Entries provided
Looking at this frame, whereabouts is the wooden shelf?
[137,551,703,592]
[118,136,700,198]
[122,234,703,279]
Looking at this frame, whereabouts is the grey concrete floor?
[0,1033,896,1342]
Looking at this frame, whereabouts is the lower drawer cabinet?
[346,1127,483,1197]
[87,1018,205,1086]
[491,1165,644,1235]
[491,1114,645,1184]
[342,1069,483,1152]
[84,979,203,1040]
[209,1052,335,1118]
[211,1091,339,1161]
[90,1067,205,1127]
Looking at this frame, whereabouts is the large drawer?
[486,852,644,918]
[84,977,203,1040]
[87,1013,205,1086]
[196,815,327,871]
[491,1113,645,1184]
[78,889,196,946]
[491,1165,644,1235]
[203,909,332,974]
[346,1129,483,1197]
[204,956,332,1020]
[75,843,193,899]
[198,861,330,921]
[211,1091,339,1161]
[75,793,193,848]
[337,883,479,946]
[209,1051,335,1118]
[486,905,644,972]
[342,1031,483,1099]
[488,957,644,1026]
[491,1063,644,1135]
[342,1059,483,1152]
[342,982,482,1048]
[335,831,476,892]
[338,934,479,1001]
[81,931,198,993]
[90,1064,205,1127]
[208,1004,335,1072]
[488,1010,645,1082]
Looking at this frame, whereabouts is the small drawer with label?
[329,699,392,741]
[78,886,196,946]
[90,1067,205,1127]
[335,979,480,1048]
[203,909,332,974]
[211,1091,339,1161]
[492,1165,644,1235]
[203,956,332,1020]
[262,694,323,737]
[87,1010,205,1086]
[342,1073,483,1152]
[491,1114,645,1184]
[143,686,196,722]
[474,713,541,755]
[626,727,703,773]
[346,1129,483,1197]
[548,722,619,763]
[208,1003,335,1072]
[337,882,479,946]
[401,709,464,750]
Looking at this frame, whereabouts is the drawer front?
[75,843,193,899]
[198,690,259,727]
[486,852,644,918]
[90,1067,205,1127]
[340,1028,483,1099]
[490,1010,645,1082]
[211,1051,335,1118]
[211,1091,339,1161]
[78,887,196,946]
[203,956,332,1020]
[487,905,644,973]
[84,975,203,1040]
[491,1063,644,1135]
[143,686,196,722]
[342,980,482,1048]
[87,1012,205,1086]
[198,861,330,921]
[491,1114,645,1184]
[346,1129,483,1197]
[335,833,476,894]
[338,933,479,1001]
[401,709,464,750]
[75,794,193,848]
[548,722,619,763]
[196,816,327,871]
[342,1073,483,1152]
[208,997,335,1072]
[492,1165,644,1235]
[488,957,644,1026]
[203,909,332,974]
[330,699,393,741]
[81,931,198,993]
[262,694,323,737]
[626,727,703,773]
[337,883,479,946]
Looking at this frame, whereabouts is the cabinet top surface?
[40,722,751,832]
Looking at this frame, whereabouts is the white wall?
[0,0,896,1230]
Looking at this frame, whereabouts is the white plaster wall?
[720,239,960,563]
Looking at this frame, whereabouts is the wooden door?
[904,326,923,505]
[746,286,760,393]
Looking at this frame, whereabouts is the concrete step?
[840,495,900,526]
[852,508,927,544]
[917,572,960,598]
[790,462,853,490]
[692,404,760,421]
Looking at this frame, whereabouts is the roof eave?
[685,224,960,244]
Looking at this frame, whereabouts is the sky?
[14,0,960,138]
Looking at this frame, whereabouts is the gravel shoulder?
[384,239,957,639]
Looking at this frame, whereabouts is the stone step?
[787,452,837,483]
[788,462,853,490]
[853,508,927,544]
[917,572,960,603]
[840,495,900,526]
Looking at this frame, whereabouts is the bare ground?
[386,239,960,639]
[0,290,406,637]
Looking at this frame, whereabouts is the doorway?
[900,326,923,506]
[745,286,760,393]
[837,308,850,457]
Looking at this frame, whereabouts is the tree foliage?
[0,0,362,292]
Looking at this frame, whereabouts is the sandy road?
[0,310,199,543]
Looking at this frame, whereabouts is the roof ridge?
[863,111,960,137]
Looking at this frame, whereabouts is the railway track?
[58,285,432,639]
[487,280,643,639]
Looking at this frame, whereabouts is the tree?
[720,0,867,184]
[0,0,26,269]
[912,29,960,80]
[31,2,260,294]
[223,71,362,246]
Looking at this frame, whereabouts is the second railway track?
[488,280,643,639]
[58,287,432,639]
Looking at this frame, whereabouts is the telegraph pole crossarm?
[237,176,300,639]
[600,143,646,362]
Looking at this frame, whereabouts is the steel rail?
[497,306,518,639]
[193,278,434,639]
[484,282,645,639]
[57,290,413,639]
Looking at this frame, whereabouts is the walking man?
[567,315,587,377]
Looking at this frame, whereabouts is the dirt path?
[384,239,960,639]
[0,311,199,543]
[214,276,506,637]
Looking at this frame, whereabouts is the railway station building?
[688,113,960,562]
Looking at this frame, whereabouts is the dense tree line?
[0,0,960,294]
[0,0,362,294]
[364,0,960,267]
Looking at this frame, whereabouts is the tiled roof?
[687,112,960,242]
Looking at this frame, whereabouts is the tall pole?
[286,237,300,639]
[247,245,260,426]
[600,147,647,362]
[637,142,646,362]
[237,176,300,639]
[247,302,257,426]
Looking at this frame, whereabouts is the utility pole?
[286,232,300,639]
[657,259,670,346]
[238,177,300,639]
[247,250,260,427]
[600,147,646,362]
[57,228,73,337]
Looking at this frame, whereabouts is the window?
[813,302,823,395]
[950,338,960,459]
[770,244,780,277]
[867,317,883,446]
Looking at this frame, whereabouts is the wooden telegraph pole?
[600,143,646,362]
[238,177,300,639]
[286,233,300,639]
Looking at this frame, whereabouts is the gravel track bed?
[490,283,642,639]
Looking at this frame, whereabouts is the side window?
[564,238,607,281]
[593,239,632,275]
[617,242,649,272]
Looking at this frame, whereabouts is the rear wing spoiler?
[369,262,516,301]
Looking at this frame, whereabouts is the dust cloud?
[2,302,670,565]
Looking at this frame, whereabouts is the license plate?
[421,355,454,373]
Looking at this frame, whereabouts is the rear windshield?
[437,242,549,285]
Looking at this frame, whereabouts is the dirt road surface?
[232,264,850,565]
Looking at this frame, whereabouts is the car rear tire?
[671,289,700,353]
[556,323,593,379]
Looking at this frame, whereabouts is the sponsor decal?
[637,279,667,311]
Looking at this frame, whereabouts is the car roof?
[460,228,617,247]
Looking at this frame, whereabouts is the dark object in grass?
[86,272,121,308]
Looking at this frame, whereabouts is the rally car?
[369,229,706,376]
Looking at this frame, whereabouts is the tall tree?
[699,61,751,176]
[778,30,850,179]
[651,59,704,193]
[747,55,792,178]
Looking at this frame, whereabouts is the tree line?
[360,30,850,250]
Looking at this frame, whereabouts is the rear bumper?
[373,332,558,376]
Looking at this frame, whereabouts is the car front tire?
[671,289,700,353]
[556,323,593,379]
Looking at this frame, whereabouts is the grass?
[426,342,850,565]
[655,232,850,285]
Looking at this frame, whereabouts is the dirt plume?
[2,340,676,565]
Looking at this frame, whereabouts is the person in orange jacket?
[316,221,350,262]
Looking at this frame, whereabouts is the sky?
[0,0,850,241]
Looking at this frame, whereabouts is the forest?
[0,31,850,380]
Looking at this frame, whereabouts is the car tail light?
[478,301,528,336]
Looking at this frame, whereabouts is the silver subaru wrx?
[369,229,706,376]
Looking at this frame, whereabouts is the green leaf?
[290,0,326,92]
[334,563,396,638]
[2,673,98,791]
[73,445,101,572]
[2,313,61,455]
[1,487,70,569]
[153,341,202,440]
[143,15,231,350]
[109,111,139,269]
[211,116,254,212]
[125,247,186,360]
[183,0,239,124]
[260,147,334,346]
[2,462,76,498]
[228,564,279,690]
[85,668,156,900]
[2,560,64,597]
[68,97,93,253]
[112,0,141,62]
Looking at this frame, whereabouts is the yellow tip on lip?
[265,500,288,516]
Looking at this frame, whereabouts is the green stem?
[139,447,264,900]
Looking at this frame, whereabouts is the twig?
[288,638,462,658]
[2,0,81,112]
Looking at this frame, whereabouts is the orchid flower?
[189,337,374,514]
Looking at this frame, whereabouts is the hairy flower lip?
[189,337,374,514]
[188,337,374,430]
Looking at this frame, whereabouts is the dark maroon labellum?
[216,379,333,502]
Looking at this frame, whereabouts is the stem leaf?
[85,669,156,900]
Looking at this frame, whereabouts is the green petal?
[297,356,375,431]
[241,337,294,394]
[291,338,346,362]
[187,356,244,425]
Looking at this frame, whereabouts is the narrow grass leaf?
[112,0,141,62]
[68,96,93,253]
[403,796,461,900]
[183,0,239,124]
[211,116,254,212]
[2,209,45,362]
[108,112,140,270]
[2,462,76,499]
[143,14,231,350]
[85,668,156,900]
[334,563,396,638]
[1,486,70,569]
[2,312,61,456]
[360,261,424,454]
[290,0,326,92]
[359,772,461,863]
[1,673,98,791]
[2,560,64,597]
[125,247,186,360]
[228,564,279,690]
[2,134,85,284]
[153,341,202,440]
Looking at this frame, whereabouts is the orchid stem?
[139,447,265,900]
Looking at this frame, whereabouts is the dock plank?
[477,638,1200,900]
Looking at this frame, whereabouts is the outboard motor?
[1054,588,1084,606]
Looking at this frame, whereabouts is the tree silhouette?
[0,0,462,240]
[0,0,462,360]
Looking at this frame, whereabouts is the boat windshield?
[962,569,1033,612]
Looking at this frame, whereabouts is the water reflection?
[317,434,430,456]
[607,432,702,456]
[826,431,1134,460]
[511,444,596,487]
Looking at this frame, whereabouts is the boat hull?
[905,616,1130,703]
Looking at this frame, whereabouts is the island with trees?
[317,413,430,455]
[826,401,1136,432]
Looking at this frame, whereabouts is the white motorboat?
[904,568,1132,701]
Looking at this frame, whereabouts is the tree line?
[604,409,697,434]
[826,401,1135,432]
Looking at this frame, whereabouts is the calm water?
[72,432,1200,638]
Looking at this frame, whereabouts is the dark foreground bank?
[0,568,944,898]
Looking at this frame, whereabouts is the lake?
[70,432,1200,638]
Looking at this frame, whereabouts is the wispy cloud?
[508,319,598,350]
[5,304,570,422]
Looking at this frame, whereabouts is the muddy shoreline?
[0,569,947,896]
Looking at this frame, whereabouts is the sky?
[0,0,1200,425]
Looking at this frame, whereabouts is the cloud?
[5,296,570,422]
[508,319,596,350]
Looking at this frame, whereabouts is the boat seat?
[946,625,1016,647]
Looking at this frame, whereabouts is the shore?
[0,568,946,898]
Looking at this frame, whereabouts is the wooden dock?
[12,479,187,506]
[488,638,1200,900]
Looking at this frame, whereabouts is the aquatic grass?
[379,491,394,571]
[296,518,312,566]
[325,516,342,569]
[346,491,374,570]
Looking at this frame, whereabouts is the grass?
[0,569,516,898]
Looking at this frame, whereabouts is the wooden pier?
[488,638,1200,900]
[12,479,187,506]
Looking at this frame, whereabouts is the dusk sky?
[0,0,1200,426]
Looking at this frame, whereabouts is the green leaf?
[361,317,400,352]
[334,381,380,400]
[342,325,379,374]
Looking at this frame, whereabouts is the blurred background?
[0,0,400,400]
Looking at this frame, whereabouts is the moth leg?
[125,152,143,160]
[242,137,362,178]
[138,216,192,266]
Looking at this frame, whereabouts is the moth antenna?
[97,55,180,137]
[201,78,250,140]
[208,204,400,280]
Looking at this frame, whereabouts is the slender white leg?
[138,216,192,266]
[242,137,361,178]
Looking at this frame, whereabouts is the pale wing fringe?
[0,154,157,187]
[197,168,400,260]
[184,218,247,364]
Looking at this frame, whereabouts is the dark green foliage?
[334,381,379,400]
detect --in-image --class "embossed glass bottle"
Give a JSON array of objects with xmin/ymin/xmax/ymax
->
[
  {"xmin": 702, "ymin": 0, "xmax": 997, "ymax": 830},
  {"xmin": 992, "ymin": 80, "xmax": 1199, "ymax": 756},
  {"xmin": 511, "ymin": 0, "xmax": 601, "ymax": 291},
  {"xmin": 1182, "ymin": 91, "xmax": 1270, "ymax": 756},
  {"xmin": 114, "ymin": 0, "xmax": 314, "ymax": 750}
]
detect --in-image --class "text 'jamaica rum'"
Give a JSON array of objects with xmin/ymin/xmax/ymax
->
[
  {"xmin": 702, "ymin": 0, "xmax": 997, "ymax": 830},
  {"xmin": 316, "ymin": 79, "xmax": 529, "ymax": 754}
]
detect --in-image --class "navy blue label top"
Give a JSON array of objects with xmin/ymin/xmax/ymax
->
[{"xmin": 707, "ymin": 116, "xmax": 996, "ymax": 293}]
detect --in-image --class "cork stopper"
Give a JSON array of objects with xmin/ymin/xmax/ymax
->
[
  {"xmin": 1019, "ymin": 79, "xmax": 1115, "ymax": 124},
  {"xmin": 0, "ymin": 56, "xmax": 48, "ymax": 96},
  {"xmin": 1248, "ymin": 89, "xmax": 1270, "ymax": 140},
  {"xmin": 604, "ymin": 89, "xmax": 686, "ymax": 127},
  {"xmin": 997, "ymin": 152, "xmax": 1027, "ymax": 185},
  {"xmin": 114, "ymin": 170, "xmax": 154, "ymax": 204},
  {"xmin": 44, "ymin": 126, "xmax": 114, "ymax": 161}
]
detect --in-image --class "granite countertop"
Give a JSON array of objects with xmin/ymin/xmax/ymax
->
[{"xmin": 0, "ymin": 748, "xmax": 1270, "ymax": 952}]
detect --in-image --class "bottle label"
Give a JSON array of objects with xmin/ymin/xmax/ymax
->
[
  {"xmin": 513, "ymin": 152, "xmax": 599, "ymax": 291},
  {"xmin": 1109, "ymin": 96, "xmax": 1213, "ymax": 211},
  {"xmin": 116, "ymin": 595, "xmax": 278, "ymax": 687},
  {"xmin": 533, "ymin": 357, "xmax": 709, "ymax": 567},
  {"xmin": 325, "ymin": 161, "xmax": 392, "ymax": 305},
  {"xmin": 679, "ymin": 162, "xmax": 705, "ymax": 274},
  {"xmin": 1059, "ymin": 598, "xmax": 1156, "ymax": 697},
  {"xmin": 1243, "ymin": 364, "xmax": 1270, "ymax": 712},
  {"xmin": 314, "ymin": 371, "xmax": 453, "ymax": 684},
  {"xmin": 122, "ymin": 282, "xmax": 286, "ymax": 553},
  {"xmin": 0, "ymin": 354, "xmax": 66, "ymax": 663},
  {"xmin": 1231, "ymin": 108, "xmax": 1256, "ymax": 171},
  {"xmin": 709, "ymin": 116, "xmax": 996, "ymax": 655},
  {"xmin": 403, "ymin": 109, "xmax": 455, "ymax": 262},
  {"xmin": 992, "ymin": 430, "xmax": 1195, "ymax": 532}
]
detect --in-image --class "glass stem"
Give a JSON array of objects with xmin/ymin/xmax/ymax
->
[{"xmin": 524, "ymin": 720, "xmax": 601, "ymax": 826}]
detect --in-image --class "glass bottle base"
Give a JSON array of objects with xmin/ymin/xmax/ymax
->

Written problem
Copy out, word for word, everything in the material from the line containing "Looking at this frame, whereabouts is the dirt road" down to the line containing "[316,221,350,262]", including both of those lines.

Written solution
Looking at this frame, whereabouts is the dirt road surface?
[232,264,850,565]
Looking at this frame, whereabouts is the car rear tire?
[671,289,700,353]
[556,323,593,379]
Looking at this frame, whereabouts is the sponsor decal?
[637,279,667,311]
Looking at this frame, whereabouts is the car roof?
[460,228,617,247]
Looking at this frame, whereabouts is the dark object in grass?
[86,272,121,308]
Looking at this frame, whereabouts is the rally car?
[369,229,706,376]
Looking at this frame, whereabouts is the tall tree?
[699,61,751,176]
[778,30,850,179]
[651,59,704,193]
[747,55,792,178]
Looking at this frame, whereabouts is the tree line?
[360,30,850,250]
Looking at this frame, whereabouts is the rear bumper?
[373,332,558,376]
Looking at this frame, whereabouts is the car front tire?
[671,289,700,353]
[556,323,593,379]
Looking at this frame, whereabouts is the grass?
[426,342,850,565]
[655,232,850,285]
Looking at this frame, whereabouts is the dirt plume?
[2,340,676,565]
Looking at this frame, whereabouts is the person in orange jacket?
[316,221,350,262]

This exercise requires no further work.